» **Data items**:

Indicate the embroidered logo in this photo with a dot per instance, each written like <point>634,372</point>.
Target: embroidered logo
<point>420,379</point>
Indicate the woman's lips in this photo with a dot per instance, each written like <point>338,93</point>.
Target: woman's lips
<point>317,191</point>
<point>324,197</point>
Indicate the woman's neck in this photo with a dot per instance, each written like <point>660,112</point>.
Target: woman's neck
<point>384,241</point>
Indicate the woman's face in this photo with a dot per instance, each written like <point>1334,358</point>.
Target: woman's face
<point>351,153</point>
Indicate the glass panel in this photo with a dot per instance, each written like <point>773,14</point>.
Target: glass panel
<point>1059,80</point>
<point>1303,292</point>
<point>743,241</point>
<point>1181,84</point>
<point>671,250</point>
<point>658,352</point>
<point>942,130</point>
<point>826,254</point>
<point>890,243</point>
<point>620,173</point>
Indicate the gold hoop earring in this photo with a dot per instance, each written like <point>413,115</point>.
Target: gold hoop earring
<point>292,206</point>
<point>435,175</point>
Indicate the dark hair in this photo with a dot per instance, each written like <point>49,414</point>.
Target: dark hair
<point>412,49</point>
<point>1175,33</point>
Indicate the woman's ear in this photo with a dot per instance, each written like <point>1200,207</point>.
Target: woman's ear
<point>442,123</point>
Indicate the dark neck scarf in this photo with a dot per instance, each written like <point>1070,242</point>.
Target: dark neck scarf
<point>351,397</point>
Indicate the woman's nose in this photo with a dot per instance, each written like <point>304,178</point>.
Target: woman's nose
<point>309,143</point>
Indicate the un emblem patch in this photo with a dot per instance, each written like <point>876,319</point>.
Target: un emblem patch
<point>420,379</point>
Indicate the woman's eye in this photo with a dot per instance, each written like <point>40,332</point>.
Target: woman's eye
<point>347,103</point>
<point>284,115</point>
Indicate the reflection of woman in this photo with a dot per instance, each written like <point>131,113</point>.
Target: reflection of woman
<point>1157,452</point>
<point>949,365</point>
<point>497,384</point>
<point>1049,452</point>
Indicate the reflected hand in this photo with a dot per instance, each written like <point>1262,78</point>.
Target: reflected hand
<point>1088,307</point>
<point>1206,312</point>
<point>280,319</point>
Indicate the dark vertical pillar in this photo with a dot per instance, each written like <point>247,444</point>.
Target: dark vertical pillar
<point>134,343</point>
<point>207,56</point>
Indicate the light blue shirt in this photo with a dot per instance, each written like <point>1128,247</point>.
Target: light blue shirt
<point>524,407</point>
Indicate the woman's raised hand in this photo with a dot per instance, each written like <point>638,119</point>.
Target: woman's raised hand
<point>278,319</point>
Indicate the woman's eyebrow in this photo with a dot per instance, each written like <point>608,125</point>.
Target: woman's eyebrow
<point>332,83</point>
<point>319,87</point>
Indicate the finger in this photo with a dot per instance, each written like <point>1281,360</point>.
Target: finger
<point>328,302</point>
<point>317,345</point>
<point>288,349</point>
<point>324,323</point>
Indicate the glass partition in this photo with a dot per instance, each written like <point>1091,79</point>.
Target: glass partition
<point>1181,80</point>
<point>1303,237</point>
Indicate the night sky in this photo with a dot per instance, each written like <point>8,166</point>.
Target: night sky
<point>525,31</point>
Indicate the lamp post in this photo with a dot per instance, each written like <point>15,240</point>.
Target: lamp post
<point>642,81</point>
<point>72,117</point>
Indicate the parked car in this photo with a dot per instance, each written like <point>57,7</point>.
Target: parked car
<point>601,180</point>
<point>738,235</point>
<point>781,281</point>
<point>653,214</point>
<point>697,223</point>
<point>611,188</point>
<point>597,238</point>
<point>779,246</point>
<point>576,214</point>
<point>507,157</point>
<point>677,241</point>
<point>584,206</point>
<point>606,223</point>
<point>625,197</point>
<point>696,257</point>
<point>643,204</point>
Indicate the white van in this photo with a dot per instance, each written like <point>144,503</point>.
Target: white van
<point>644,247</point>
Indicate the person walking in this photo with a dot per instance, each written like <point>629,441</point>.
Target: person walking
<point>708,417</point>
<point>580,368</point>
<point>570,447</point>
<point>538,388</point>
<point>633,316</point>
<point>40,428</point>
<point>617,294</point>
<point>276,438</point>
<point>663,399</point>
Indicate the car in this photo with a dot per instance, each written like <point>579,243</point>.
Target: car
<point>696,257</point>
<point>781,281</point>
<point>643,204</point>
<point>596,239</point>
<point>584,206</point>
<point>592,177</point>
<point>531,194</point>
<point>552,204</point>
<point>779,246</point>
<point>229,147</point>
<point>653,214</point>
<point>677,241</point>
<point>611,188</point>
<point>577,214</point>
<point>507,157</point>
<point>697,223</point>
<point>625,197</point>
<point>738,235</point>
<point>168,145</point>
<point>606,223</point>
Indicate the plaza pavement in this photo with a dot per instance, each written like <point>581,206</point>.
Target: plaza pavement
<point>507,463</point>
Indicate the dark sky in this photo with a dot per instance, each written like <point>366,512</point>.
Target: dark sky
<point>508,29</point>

» **To do**: Rewrite the data items from the line containing "Indicate the reflected" down to the line containing "<point>207,56</point>", both included, as a JSON list of strings with one string per line and no blank lines.

» **Finished task**:
[
  "Indicate the reflected hand in this photo with a dot per instance, each written like <point>1262,78</point>.",
  "Target: reflected hand",
  "<point>1088,307</point>",
  "<point>1206,312</point>",
  "<point>280,319</point>",
  "Indicate the dark vertical pillar in this photo with a dot per instance, each written like <point>247,444</point>.",
  "Target: dark vertical pillar",
  "<point>134,343</point>",
  "<point>207,56</point>"
]